Division I-A football players reported spending an average of 44.8 hours per week on their sport. That doesn't include the hours involved in taking care of their academic responsibilities.The general recommendation for time spent on academics is class hours * 3 and usually kids take around 15 credits. The same study found that football players spent around 40 hours a week on class. Since sleeping is usually encouraged, that takes up another 56 hours a week, leaving a football player taking a normal class load 26 hours a week to shower, eat, and do, like, anything else at all.
Football players spend 85 hours a week on work-ish obligatioons. By comparison, other professions:
- Union guy: 40 hours
- French guy: 36 hours
- Software coder on a deadline: 80 hours
- New York medical interns, as limited by law: 80 hours
- Sports columnist: 45 minutes spent on Blackberry.
This is also why graduation rates at many institutions are pretty sketchy and what kids do graduate usually do so in the easiest major available. Keep it in mind the next time you rip on collegiate athletes for being dumb: they are so obviously working harder than you did in college.
As you might expect, the heavy workload reported by football players has spurred concerned quotes:
"It's an early warning signal that we've got a problem," said University of Hartford President Walt Harrison, chairman of the NCAA's committee on academic performance. "I think we need more safeguards."The NCAA will no doubt politic on this issue and either do nothing or impose easily avoided regulations that do nothing to stem the problem but are cheap.
########
Exercise requirements »
A - According to the piece on college football players' workload, how many hours per week did Division I-A football players report spending on their sport?
B - From the piece on college football players' workload, return the passage from "This is also" up to and including "did in college.", copied word for word.

Available data »
########
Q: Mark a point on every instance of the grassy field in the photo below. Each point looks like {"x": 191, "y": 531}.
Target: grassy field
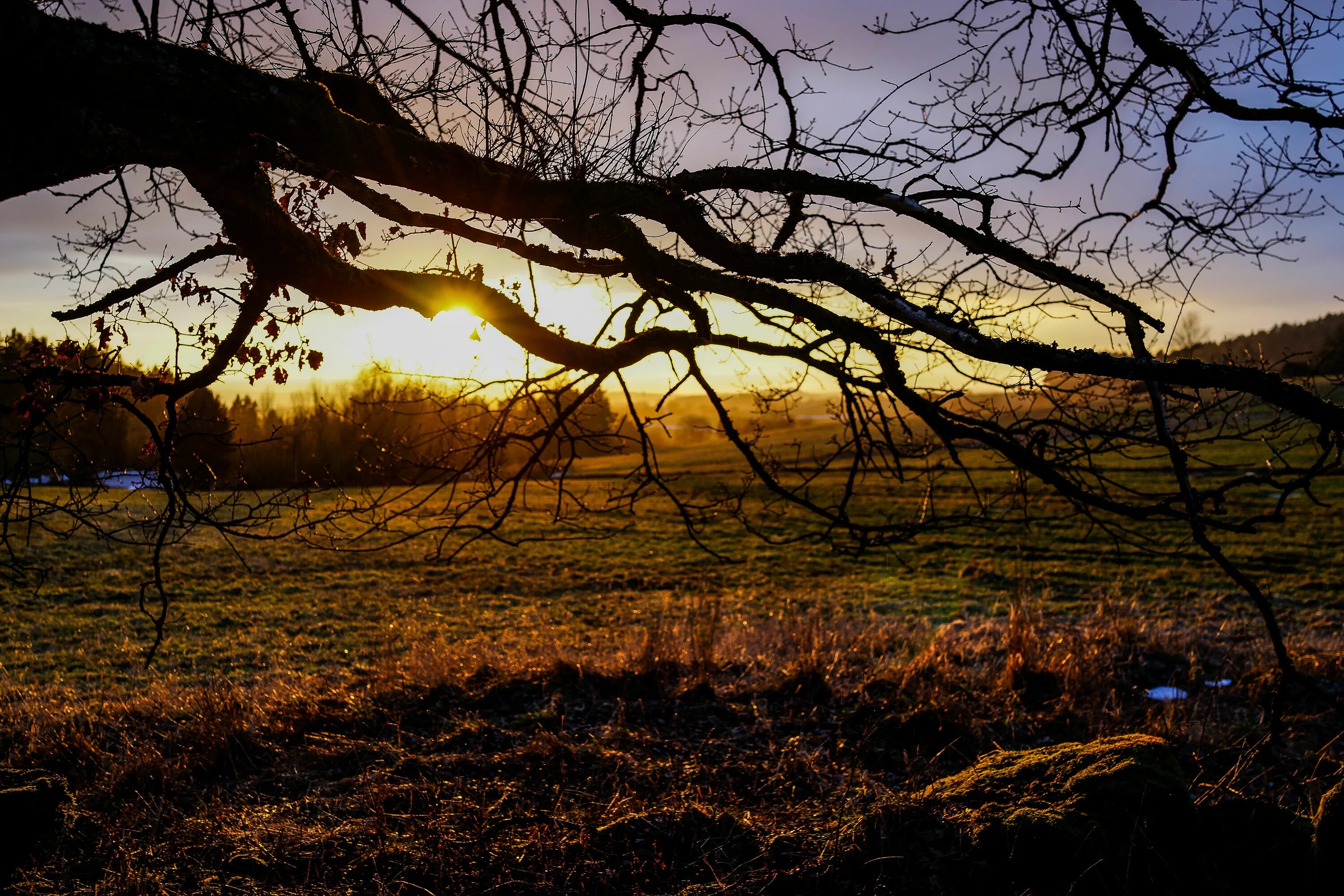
{"x": 279, "y": 606}
{"x": 631, "y": 715}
########
Response list »
A - 44.8 hours

B -
This is also why graduation rates at many institutions are pretty sketchy and what kids do graduate usually do so in the easiest major available. Keep it in mind the next time you rip on collegiate athletes for being dumb: they are so obviously working harder than you did in college.